__Exercise goal__
Please rewrite all of the records below with "field log" changed to "scouting report" and everything else left the same. Leave out the pictures.

[Point-based annotation records]
= = = = = = =
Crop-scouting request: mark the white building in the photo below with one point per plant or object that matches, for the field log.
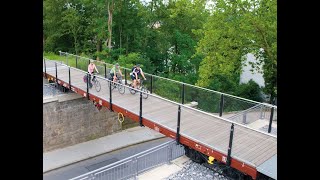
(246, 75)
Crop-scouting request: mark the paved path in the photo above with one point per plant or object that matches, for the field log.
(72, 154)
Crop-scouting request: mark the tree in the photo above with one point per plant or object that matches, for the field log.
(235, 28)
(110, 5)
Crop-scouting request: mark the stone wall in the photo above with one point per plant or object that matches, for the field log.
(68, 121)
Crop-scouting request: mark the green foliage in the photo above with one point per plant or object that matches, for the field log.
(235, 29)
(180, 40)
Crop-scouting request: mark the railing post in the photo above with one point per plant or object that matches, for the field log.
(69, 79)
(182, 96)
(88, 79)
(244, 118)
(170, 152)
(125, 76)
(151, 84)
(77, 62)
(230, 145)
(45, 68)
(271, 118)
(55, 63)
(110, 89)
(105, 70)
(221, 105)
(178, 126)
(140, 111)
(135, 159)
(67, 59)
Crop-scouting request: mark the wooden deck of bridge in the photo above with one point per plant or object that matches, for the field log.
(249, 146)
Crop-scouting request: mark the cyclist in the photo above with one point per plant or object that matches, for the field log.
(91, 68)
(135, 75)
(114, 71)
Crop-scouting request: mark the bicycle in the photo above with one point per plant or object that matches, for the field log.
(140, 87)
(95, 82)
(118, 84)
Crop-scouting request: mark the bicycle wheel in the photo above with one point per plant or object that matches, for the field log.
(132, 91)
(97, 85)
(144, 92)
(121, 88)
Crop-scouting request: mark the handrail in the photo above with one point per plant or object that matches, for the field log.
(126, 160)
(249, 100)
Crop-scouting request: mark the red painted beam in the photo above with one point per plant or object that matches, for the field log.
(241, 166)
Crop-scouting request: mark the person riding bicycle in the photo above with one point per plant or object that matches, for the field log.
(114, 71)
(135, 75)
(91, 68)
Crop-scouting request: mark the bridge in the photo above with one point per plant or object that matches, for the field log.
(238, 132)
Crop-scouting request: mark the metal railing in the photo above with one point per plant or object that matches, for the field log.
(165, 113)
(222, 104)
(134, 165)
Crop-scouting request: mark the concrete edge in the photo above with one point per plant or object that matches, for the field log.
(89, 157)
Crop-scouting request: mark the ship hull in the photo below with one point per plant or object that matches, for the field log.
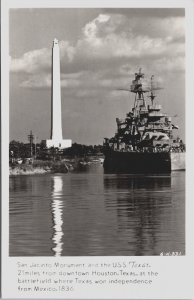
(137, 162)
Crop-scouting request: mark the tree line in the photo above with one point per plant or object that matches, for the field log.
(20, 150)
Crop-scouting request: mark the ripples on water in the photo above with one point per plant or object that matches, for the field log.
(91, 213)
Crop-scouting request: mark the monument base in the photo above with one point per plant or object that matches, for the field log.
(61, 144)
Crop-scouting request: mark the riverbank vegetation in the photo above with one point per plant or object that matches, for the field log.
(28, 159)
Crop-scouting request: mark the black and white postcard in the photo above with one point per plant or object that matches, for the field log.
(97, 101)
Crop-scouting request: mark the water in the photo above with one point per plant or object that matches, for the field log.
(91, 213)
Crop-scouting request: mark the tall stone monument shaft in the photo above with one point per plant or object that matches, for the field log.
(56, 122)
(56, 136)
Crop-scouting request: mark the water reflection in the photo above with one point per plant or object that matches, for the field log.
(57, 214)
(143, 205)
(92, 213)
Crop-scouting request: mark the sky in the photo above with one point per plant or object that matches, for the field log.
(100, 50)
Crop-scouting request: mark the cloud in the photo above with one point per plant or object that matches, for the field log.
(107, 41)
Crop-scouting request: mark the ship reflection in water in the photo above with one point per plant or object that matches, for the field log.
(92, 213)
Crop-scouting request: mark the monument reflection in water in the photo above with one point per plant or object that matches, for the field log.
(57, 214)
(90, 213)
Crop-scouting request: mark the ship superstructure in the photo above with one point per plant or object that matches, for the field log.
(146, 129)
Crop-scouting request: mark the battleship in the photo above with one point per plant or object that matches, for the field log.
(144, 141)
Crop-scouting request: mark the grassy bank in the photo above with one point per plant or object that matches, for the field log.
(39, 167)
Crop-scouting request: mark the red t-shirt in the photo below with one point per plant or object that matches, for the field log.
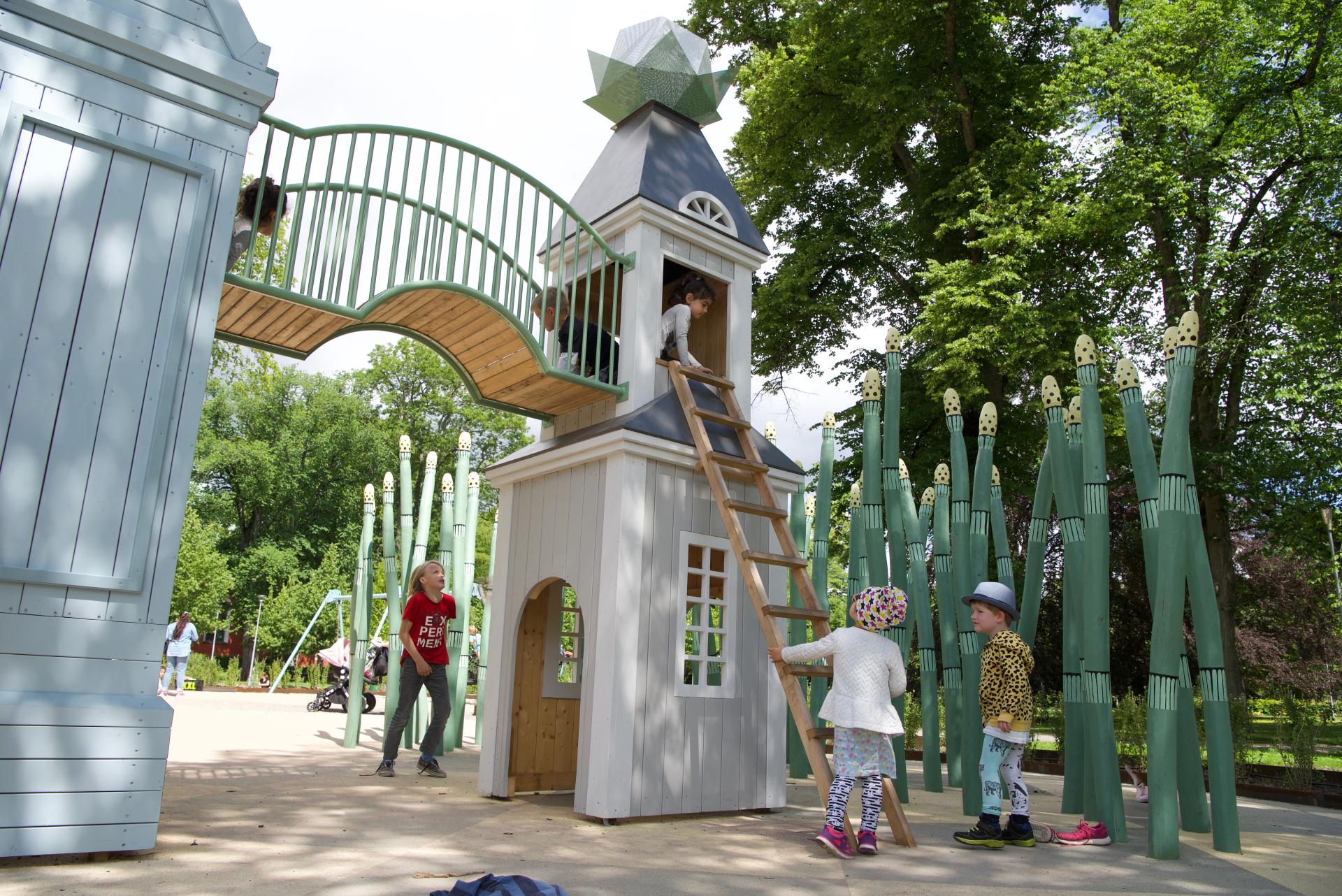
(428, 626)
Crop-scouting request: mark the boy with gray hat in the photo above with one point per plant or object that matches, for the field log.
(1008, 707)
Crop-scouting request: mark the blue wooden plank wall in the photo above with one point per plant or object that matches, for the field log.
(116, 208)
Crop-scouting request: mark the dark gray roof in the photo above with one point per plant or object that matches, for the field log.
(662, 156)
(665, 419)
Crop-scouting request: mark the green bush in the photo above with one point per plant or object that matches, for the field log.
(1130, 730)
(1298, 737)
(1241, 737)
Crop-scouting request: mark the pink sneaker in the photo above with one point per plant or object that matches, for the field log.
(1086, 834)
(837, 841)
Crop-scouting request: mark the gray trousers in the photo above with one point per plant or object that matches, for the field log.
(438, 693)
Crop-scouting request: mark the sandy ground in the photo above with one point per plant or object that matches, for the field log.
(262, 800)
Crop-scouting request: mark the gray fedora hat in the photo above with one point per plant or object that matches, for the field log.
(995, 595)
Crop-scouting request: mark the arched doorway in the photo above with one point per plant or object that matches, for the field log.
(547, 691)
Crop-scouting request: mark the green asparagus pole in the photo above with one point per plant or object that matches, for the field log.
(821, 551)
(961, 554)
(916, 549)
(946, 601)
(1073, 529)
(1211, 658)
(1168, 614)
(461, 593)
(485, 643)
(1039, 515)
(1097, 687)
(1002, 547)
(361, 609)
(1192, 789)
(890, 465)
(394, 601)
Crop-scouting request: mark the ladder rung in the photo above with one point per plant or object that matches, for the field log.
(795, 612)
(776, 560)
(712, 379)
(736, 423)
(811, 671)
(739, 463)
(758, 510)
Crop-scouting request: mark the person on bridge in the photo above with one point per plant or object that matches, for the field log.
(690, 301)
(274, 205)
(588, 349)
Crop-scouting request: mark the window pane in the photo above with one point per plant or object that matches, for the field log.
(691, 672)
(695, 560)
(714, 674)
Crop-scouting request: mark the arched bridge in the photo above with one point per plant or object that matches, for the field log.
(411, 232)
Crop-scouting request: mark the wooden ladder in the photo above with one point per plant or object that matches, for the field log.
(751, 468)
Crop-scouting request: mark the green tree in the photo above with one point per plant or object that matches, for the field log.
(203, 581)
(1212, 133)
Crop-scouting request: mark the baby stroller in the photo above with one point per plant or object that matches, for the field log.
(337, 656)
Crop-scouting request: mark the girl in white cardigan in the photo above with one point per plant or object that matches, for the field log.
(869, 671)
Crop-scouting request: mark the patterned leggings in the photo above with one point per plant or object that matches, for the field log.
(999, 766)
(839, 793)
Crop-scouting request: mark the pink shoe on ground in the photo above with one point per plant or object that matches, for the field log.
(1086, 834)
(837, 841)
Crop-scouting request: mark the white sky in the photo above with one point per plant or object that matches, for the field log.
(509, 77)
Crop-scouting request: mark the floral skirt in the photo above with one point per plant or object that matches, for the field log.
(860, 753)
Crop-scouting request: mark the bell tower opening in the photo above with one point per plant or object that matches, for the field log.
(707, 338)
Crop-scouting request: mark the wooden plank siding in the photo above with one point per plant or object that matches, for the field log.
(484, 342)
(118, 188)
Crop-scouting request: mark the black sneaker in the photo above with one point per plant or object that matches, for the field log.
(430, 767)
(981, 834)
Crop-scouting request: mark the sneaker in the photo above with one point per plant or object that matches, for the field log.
= = = = = = =
__Worked answer__
Crop-scouting request: mark the white building in the photo below with one point per plant or object that matches, for the scouting report.
(246, 75)
Crop-scouting request: mark the paved path in the photo above with one point per plant or object that matches, for the scouting report.
(72, 154)
Crop-scouting request: mark the tree in the photo above with one point per plant or object that matches, for the scouting report.
(235, 28)
(110, 5)
Crop-scouting request: mark the stone wall in the photo above with one point per plant or object that matches, for the scouting report.
(68, 121)
Crop-scouting request: mark the green foliage in the photo above with one point per plant or object that matches, for the scouting report.
(235, 29)
(180, 40)
Crop-scouting request: mark the railing post in the photo above with one point per plant or object that matches, for the scouting report.
(69, 79)
(182, 96)
(88, 79)
(244, 118)
(170, 152)
(125, 76)
(151, 84)
(77, 62)
(230, 145)
(45, 68)
(271, 118)
(55, 63)
(110, 89)
(105, 70)
(221, 105)
(178, 126)
(140, 111)
(135, 159)
(67, 59)
Crop-scouting request: mark the wooden deck of bridge in the photo above with one point per plant or object that matches, for the scouting report.
(249, 146)
Crop-scouting request: mark the cyclist in the photo above with one point per plant or object that matches, for the scouting report.
(91, 68)
(135, 75)
(114, 71)
Crop-scouting request: mark the bicycle in the photo above with one point per plant or object that matches, for the scouting report.
(140, 87)
(95, 82)
(118, 84)
Crop-scouting request: mark the bicycle wheel in the photo above with one point per plant or object that matches, for the scouting report.
(132, 91)
(97, 85)
(144, 92)
(121, 88)
Crop-scouting request: mark the handrail in the photo above with one point per plant or object that matches, for the scouting report.
(126, 160)
(249, 100)
Crop-scouting request: mark the red painted beam in the photo above with one point per plant or object that matches, for the scouting report.
(241, 166)
Crop-scouting request: mark the person riding bicycle in the photo above with one point per plant or object that matches, for the scouting report.
(114, 71)
(135, 75)
(91, 68)
Crop-scouting request: mark the bridge in the photo above with one point per plant or object that matches, for the scouting report.
(238, 132)
Crop-scouting request: mark the metal railing in the photo above with one point per plant or object that matches, for the scouting report.
(165, 113)
(222, 104)
(134, 165)
Crop-scouting request: mark the concrete edge in the photo above with one point per plant or object that matches, for the scouting report.
(89, 157)
Crop-scouting request: mark the ship hull in the photo below with one point per plant or object that matches, for the scouting report.
(137, 162)
Crop-scouting request: mark the tree line in the photo above with one point per plant or object that matches, for the scouting report.
(20, 150)
Crop-scouting request: mark the ripples on water in the photo above with one point per plant or object that matches, for the scouting report.
(91, 213)
Crop-scouting request: mark the monument base in the photo above with one point per plant or object that matches, for the scouting report.
(61, 144)
Crop-scouting request: mark the riverbank vegetation in the photo above with one point per plant or object that matches, for the scouting report.
(28, 159)
Crop-scouting request: mark the black and white postcard in the photo above with one point per plant or object that matches, for the scouting report.
(97, 101)
Crop-scouting request: mark the water in the photo above with one point per plant or object that matches, for the scouting report.
(91, 213)
Crop-scouting request: mark the tall stone monument shaft in the photo above with one point per plant or object that matches, for the scouting report.
(56, 122)
(56, 136)
Crop-scouting request: mark the water reflection in the photo above with one point per plant or object that matches, for the scouting report.
(57, 214)
(143, 205)
(92, 213)
Crop-scouting request: mark the sky in the photo above with one point per plant or object that matches, for the scouting report.
(100, 50)
Crop-scouting request: mark the cloud in the photo above with one point per plant or object that matches, for the scouting report.
(107, 41)
Crop-scouting request: mark the ship reflection in water in the photo above with one point per plant or object that matches, for the scouting report.
(92, 213)
Crop-scouting request: mark the monument reflection in water in the photo above with one point per plant or object that matches, for the scouting report.
(57, 214)
(90, 213)
Crop-scouting request: mark the ship superstructure in the photo above with one point per plant or object that matches, for the scouting report.
(146, 129)
Crop-scouting request: mark the battleship in the photo above with one point per plant or object that matches, for the scouting report.
(144, 141)
Crop-scouting request: mark the grassy bank in the photo above with one point per plant or object that matches, for the scouting report.
(39, 167)
Crop-scouting request: mark the red t-shirt in the photo below with one point per plant or object that matches, for the scouting report.
(428, 626)
Crop-scouting request: mark the boy with gray hat in the photo above with one point per plant or object that matches, for the scouting report.
(1008, 707)
Crop-scouting request: mark the blue wooden plank wall in the photo above with one point per plant or object that matches, for the scouting report.
(116, 208)
Crop-scouting request: mark the dark gray roof in the photo above with one point per plant or object that matches, for the scouting report.
(662, 156)
(665, 419)
Crop-scouting request: mark the green bush in the photo above with one point per plant or object that matches, for the scouting report.
(1130, 730)
(1298, 737)
(1241, 737)
Crop-scouting request: mark the pink sneaker in the photo above with one point per plant or object that matches, for the scouting report.
(1086, 834)
(837, 841)
Crop-scouting request: mark the gray trousers in the photo above with one point per plant or object that matches, for the scouting report.
(438, 693)
Crop-scouting request: mark the sandy ground in the photo above with one point per plant or object that matches, for the scouting report.
(262, 800)
Crop-scouting request: mark the gray fedora hat in the photo above with one point per plant or object that matches, for the scouting report.
(995, 595)
Crop-scouting request: mark the arched doorway in the photo above with one point per plant or object that matches, for the scouting report.
(547, 691)
Crop-scouting request: mark the green asparagus pole in the photo above with one point per plant or object that matches, for the scouting report.
(821, 551)
(961, 554)
(916, 549)
(946, 601)
(1073, 529)
(1211, 658)
(1168, 614)
(461, 593)
(485, 643)
(1039, 515)
(1097, 687)
(1002, 547)
(361, 609)
(1192, 789)
(890, 465)
(394, 601)
Crop-scouting request: mark the ladder rung in the photo above with one point per plant or object that matches, for the scouting report.
(795, 612)
(776, 560)
(712, 379)
(736, 423)
(811, 671)
(739, 463)
(758, 510)
Crop-scouting request: mark the person on bridge in the photo above with one point per plant or object that matches, for the scouting report.
(690, 301)
(274, 205)
(588, 349)
Crop-scouting request: mark the window pane in the photo above with one point per plant or object that matches, for the scouting report.
(691, 672)
(695, 560)
(714, 674)
Crop-scouting request: mark the arched bridge in the photo above with one point per plant or object that matches, for the scouting report.
(411, 232)
Crop-scouting request: mark the wooden ladder in the photo above with one point per plant or object that matches, for the scouting report.
(751, 468)
Crop-scouting request: mark the green tree in the photo above with one point per plant or object that matches, for the scouting report.
(203, 581)
(1212, 133)
Crop-scouting request: mark the baby stroller in the photo above with one point per plant or object that matches, for the scouting report.
(337, 656)
Crop-scouting request: mark the girl in white cardigan in the photo above with one point per plant or object that matches, for the scouting report.
(869, 671)
Crop-scouting request: mark the patterned leggings in the photo above with one point per plant or object that matches, for the scouting report.
(999, 766)
(839, 793)
Crop-scouting request: mark the pink shoe on ground in the photo above with one point per plant or object that matches, for the scouting report.
(1086, 834)
(837, 841)
Crop-scouting request: mark the white sky in the photo above with one point per plant or object that matches, for the scouting report.
(509, 77)
Crop-scouting request: mark the floral skirt in the photo above with one point per plant or object that matches, for the scouting report.
(860, 753)
Crop-scouting request: mark the bell tower opening in the photo above with one point per plant or object that matches, for the scouting report.
(707, 338)
Crop-scouting request: mark the wooden plank siding in the photo above with one point per plant or object that matches, for the scouting report.
(484, 342)
(118, 188)
Crop-scouting request: mark the black sneaker in the photo above with one point per plant or object that matches, for the scouting report.
(430, 767)
(981, 834)
Crop-scouting request: mark the sneaker in the photo above with one point per plant or object that matches, for the scouting report.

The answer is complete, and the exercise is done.